_Goal_:
Convert every one of the records below into a numbered list, one line per item, with blank lines omitted.
[Start]
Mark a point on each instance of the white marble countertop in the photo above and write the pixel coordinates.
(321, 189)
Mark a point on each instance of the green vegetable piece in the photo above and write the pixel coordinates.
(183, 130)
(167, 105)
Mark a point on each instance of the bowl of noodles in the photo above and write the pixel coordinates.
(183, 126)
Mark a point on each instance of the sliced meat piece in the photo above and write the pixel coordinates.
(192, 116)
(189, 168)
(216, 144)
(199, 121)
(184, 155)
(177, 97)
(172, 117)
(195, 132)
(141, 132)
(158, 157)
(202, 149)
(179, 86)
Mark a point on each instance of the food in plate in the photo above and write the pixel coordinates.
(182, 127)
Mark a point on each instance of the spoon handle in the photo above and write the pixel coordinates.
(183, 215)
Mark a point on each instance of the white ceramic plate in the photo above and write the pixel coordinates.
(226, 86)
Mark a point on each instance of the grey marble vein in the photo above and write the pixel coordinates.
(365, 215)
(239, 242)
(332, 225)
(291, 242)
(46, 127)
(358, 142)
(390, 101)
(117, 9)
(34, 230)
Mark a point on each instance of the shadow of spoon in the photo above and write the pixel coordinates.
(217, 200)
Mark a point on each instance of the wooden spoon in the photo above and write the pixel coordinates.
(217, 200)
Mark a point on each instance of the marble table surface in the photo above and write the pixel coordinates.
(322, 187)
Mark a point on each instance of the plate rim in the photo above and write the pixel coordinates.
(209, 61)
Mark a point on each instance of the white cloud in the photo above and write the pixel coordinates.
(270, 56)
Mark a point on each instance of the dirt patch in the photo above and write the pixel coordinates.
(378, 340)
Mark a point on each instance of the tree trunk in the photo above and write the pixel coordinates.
[End]
_Answer to this problem_:
1. Mark a point on each instance of the white marble countertop in the photo above and write the pixel coordinates.
2. (321, 189)
3. Mark a point on each instance of the green vegetable piece in the photo above and write the pixel coordinates.
4. (183, 130)
5. (167, 105)
6. Mark a point on each instance of the bowl of noodles in the photo above and write the pixel coordinates.
7. (183, 126)
8. Mark a point on each instance of the sliced meat piece in the photo above and write the pixel coordinates.
9. (192, 116)
10. (189, 168)
11. (216, 144)
12. (199, 121)
13. (184, 155)
14. (177, 97)
15. (172, 117)
16. (195, 132)
17. (141, 132)
18. (158, 157)
19. (202, 149)
20. (179, 86)
21. Mark a point on each instance of the food in plate in the photo above and write the pixel coordinates.
22. (182, 127)
23. Mark a point on each instance of the spoon handle in the photo above and write the pixel coordinates.
24. (183, 215)
25. Mark a point on each instance of the white ceramic plate in the photo above and write the pixel coordinates.
26. (226, 86)
27. Mark a point on each instance of the grey marble vein in the photo above and write the pixel coordinates.
28. (365, 215)
29. (239, 242)
30. (332, 225)
31. (291, 242)
32. (46, 127)
33. (358, 142)
34. (390, 101)
35. (117, 9)
36. (34, 230)
37. Mark a point on each instance of the shadow of spoon in the photo above and write the pixel coordinates.
38. (217, 200)
39. Mark a point on each instance of the wooden spoon in the photo above and write the pixel coordinates.
40. (217, 200)
41. Mark a point on each instance of the marble table surface in the photo above and write the pixel coordinates.
42. (322, 187)
43. Mark a point on each instance of the plate rim in the photo above and write the pixel coordinates.
44. (209, 61)
45. Mark a point on each instance of the white cloud in the photo above and write the pixel coordinates.
46. (270, 56)
47. Mark a point on each instance of the dirt patch in the photo above and write the pixel coordinates.
48. (378, 340)
49. Mark a point on each instance of the tree trunk in the photo above and write the pixel coordinates.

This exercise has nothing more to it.